# DOCUMENT EXTRACT

As choices are examined and strategies perfected about Cloud Migration in the greater National Capital Region, one of the many federal-government spaces where...
October 21, 2021
As choices are examined and strategies perfected about cloud migration in the greater National Capital Region, one of the many federal-government spaces where important decisions are being executed is within the office of the Army CIO.
The person who is the “principal adviser,” assisting the Army CIO in “the development of strategy, use, and optimization of Cloud resources” is Paul Puckett, appointed to the Senior Executive Service in 2019 and assuming the role of the director of the Enterprise Cloud Management Office.
“I’m able to influence policy and governance, but then I’m also able to strategize and then implement capabilities and deliver them for the United States Army,” Puckett said on Federal Monthly Insights – Cloud Migration Strategy and Cloud FinOps.
When Puckett arrived at the office of the Army CIO, he was greeted by a multi-cloud Army. He found that it was not as “coherent” as it could be to serve the “greater needs of the Army.”
“So what we did is we delivered a capability that we call cArmy, which is really the foundational security services, if you will, that allow us to adopt commercial cloud services, meeting all DoD policy and governance in security,” Puckett said on Federal Drive with Tom Temin.
“But more importantly what it means is we’ve already prepared an environment and ecosystem so system owners, as they come to the front door, aren’t worried about what their security posture might look like,” Puckett said. “We’ve already addressed that foundation, what we’re now trying to account for is how is your application or system designed? Who is your customer? And what data sets are you either consuming or creating? And how can we start to expose your services and data to the rest of the Army and start to deliver greater this greater enterprise ecosystem?”

# DATA SECTION
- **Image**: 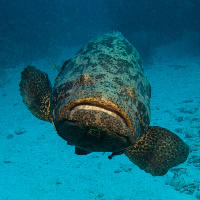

# PROBLEMS AND TASKS
1. From the article on Army cloud migration, reproduce the passage from "The person who" to "Cloud Management Office." word for word.
2. According to the article on Army cloud migration, what is the name of the capability Puckett's office delivered to provide foundational security services for adopting commercial cloud services?

# EXERCISE RESPONSES
1.
The person who is the “principal adviser,” assisting the Army CIO in “the development of strategy, use, and optimization of Cloud resources” is Paul Puckett, appointed to the Senior Executive Service in 2019 and assuming the role of the director of the Enterprise Cloud Management Office.

2. cArmy